• **Text excerpt**
Change-Id: Iaf65fd85457b003ebf07a787c875cda321b40cc9
Reviewed-on: https://go-review.googlesource.com/c/go/+/652058
LUCI-TryBot-Result: Go LUCI <golang-scoped@luci-project-accounts.iam.gserviceaccount.com>
Reviewed-by: Robert Griesemer <gri@google.com>
Reviewed-by: Alan Donovan <adonovan@google.com>
Auto-Submit: Russ Cox <rsc@golang.org>
This commit is contained in:
Russ Cox 2025-01-18 00:17:21 -05:00 committed by Gopher Robot
parent 40c953cd46
commit a812e5f3c3
6 changed files with 735 additions and 148 deletions

180
src/math/big/calibrate.md Normal file
View File

@ -0,0 +1,180 @@
# Calibration of Algorithm Thresholds
This document describes the approach to calibration of algorithmic thresholds in
`math/big`, implemented in [calibrate_test.go](calibrate_test.go).

• **Given instruction**
Copy the entire math/big commit excerpt above, word for word. Work only from the text above.

• **Material**
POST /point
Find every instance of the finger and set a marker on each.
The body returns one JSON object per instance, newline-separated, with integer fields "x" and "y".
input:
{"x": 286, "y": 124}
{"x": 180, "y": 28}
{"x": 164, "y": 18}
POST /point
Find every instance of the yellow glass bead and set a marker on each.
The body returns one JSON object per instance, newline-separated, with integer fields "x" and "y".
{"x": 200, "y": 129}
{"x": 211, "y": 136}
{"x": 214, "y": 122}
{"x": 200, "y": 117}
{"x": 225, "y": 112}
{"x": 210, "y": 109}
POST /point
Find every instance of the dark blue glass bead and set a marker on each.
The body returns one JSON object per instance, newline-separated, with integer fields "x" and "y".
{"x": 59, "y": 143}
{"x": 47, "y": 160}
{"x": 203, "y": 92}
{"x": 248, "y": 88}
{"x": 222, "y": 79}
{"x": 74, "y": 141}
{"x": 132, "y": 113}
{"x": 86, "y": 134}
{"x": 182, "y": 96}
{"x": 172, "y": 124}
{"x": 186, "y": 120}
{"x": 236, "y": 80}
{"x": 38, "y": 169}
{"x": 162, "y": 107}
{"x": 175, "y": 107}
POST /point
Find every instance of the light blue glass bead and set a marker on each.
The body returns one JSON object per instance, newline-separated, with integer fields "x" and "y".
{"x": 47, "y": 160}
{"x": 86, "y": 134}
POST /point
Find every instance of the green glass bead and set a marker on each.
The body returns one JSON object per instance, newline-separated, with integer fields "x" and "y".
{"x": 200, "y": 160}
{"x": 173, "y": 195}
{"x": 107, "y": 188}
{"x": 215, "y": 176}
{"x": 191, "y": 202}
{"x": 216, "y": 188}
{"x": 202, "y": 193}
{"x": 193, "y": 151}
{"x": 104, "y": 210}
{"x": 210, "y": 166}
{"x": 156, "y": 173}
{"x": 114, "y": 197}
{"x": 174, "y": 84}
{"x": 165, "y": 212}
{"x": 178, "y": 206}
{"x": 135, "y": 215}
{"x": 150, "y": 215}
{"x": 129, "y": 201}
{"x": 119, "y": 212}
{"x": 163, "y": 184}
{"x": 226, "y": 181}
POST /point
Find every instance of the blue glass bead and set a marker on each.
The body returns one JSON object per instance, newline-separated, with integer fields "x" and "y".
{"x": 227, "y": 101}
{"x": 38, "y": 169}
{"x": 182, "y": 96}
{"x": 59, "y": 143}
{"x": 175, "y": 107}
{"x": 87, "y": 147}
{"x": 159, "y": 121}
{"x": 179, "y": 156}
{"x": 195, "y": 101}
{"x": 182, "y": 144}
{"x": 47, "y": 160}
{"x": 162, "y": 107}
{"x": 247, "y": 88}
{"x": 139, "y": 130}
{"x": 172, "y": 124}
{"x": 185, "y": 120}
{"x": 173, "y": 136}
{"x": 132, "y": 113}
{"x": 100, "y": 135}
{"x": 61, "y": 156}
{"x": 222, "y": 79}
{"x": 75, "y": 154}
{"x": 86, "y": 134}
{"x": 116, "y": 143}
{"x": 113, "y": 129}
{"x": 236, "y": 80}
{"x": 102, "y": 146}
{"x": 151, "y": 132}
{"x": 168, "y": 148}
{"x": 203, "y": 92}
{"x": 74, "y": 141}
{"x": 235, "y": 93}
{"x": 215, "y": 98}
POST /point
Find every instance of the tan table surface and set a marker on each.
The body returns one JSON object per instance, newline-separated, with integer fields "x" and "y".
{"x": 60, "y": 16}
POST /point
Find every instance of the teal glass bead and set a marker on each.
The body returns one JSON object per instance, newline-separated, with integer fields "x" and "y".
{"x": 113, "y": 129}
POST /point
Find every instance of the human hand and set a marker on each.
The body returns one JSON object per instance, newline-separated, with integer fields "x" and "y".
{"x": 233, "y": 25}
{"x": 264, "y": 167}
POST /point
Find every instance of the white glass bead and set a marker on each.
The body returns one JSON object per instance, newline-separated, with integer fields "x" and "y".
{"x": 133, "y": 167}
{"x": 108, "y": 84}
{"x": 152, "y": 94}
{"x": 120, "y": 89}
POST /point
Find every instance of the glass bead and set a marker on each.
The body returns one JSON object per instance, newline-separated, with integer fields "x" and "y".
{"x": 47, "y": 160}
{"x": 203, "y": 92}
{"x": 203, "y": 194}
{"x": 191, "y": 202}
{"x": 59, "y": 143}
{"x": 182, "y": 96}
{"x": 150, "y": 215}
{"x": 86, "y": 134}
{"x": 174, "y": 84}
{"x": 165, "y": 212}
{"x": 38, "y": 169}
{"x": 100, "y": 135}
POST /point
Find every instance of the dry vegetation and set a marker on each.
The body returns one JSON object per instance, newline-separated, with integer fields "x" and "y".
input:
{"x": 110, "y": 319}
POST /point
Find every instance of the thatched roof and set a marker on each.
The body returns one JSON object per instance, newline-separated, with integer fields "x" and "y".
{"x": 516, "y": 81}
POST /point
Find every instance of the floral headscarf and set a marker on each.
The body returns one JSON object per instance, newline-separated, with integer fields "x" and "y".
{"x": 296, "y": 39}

• **The response**
Change-Id: Iaf65fd85457b003ebf07a787c875cda321b40cc9
Reviewed-on: https://go-review.googlesource.com/c/go/+/652058
LUCI-TryBot-Result: Go LUCI <golang-scoped@luci-project-accounts.iam.gserviceaccount.com>
Reviewed-by: Robert Griesemer <gri@google.com>
Reviewed-by: Alan Donovan <adonovan@google.com>
Auto-Submit: Russ Cox <rsc@golang.org>
This commit is contained in:
Russ Cox 2025-01-18 00:17:21 -05:00 committed by Gopher Robot
parent 40c953cd46
commit a812e5f3c3
6 changed files with 735 additions and 148 deletions

180
src/math/big/calibrate.md Normal file
View File

@ -0,0 +1,180 @@
# Calibration of Algorithm Thresholds
This document describes the approach to calibration of algorithmic thresholds in
`math/big`, implemented in [calibrate_test.go](calibrate_test.go).